[EXCERPT TO READ]

Since then, the boys have grown into incredible young men. They are now 8 and 9-1/2 years old and bigger than most kids their age. My baby Terry writes me love letters every day and I find them all over the house. He is a loverboy and very caring! Steven is Mr. Drama. He loves the spotlight! He's funny, athletic and the girls love him!


The only issue I have dealt with since getting my sons is probably working with the school to get them the best IEP. They both suffer from minor attention span issues and I have worked closely with the school to ensure they are getting the best education. Fortunately our town has a very good school district and their special education program team is very diligent in making sure the boys get what they need. They both get very good grades. Steven is an avid reader and Terry loves to write. They both have won many awards in school as well as other accolades for "Caught Being Kind" which the school puts a lot of emphasis on. I receive compliments on the boys everywhere we go. It has actually become a family joke because it happens all the time. Teachers actually request that they have the boys in their classrooms. I receive emails from their teachers telling me how much they love my boys. People from church, who I do not even know, comment on how sweet and polite and well-behaved they are (which makes me question why they don't listen as well at home…lol). They've played T-ball, soccer and are now playing football for the first time. They are also Cub Scouts. They are messy, don't like cleaning their room or going to bed early. They are loud. I have to repeat myself 100 times to get them to listen...and they will sometimes pout if they don't get their way and they are now starting to eat me out of house and home. They are also best friends and never (honestly) fight. They are inseparable and I can't imagine that there was a chance that they could have been split up and not grow up together. They are normal kids, but with a little bit more 'special-ness' about them. They are never fresh-mouthed or mean to anyone and I honestly could not ask for better children. I am extremely proud of the young men they are becoming.

[/EXCERPT TO READ]

WORK INSTRUCTION A
Answer these questions from the text about the boys:
(i) How old are the boys now?
(ii) Which of the two boys loves to write?
(iii) What sport are the boys now playing for the first time?
WORK INSTRUCTION B
In the text about the boys, write out the part from "Since then, the" up to and including "girls love him!", substituting "sweetheart" for "loverboy".
WORK INSTRUCTION C
For each statement, say whether it agrees with the text about the boys:
(i) The boys often fight with each other.
(ii) Steven is an avid reader.
(iii) The boys are Cub Scouts.
The lines after the text are not needed for the tasks.

[DATA FOR ANALYSIS]

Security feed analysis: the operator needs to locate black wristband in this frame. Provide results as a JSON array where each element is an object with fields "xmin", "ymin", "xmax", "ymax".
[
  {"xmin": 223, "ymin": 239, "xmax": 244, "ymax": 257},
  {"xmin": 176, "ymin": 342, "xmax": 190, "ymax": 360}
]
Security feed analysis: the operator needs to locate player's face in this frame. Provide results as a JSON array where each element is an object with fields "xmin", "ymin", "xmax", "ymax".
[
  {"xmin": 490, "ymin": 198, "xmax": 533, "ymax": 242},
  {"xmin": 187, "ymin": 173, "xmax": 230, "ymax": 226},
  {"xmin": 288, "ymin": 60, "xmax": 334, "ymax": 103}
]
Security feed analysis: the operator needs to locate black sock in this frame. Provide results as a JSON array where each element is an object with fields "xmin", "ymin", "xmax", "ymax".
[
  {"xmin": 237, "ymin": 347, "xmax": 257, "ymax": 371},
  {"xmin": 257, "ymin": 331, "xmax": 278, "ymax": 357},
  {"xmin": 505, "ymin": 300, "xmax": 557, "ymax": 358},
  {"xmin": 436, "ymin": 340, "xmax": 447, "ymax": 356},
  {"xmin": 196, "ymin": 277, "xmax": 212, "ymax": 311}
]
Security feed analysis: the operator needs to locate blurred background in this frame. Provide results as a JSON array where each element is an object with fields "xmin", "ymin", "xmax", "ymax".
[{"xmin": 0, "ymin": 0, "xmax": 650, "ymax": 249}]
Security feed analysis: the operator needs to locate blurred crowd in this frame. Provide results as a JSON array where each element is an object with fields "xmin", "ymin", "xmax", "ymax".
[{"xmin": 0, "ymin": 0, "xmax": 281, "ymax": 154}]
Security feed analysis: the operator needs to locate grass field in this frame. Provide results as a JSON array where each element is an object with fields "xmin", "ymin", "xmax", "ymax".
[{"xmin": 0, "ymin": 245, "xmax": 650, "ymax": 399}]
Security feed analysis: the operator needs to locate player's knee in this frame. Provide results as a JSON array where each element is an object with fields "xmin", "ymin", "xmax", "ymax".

[/DATA FOR ANALYSIS]

EXERCISE SOLUTION A
(i) They are 8 and 9-1/2 years old.
(ii) Terry.
(iii) Football.

EXERCISE SOLUTION B
Since then, the boys have grown into incredible young men. They are now 8 and 9-1/2 years old and bigger than most kids their age. My baby Terry writes me love letters every day and I find them all over the house. He is a sweetheart and very caring! Steven is Mr. Drama. He loves the spotlight! He's funny, athletic and the girls love him!

EXERCISE SOLUTION C
(i) No: "They are also best friends and never (honestly) fight."
(ii) Yes: "Steven is an avid reader"
(iii) Yes: "They are also Cub Scouts."